Objective: All lines from the line containing "Please provide the mask of every instance of the black" up to and including the last line of the listing below should be echoed exactly; no other lines belong in the response.
────────────────────────────────────────
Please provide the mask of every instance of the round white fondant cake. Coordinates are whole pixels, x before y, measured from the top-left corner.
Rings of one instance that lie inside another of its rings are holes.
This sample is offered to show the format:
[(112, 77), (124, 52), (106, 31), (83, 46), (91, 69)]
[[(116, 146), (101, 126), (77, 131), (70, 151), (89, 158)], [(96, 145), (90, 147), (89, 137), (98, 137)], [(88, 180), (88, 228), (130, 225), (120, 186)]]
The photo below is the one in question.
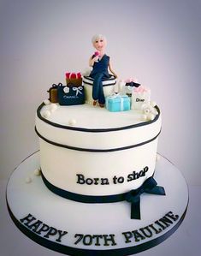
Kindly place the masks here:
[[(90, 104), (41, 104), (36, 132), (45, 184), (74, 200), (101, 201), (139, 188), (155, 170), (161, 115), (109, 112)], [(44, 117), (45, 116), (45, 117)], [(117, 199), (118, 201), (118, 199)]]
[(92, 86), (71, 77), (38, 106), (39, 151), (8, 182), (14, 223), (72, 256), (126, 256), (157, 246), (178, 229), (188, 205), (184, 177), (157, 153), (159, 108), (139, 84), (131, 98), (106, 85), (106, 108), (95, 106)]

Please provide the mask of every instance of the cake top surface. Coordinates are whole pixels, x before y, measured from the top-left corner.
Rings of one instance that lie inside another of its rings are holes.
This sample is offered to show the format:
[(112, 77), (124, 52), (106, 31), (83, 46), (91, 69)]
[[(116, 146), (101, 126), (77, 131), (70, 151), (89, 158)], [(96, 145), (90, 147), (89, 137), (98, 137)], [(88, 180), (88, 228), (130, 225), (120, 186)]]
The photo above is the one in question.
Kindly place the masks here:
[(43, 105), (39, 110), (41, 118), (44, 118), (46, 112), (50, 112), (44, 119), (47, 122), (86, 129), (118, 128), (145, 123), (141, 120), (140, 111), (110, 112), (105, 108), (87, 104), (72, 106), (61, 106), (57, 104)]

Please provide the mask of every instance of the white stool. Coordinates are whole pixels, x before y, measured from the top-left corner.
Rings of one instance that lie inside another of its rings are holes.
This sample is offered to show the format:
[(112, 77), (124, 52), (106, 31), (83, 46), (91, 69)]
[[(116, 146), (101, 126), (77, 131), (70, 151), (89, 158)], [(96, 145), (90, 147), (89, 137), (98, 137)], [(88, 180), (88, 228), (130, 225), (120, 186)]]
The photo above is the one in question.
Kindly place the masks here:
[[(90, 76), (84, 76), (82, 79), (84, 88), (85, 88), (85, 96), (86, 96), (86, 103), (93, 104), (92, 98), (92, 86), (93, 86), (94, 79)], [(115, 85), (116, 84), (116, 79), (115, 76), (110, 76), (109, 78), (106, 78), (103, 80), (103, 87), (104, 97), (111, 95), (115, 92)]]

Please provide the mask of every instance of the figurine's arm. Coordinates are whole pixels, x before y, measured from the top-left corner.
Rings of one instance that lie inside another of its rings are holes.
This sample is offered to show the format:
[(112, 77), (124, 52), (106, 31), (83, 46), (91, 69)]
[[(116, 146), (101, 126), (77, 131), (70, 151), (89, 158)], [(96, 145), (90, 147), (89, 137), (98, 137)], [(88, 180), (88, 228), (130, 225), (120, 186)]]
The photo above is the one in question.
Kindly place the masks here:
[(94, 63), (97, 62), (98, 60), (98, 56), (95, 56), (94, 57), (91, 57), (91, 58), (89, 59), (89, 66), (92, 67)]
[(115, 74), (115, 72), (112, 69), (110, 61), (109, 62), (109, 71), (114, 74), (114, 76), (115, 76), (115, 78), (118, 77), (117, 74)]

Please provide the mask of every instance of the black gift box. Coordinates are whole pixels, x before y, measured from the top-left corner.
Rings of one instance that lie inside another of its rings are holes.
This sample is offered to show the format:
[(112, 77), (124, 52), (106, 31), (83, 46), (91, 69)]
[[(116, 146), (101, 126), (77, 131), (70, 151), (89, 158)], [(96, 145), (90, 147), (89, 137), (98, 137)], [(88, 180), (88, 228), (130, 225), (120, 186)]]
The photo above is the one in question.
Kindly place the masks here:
────────────────────────────────────────
Correct result:
Please provide the mask of every instance of the black gift box. Coordinates are whole pixels, x before y, measured from the top-left corner.
Rings of one instance that lie inside another of its rings are holes.
This sample is offered to show the format:
[(112, 77), (124, 52), (106, 31), (83, 46), (91, 69)]
[[(116, 146), (101, 126), (77, 131), (70, 151), (89, 158)], [(96, 145), (90, 147), (89, 137), (98, 137)], [(88, 180), (88, 228), (130, 225), (120, 186)]]
The photo above is the one in question.
Kindly place the masks here:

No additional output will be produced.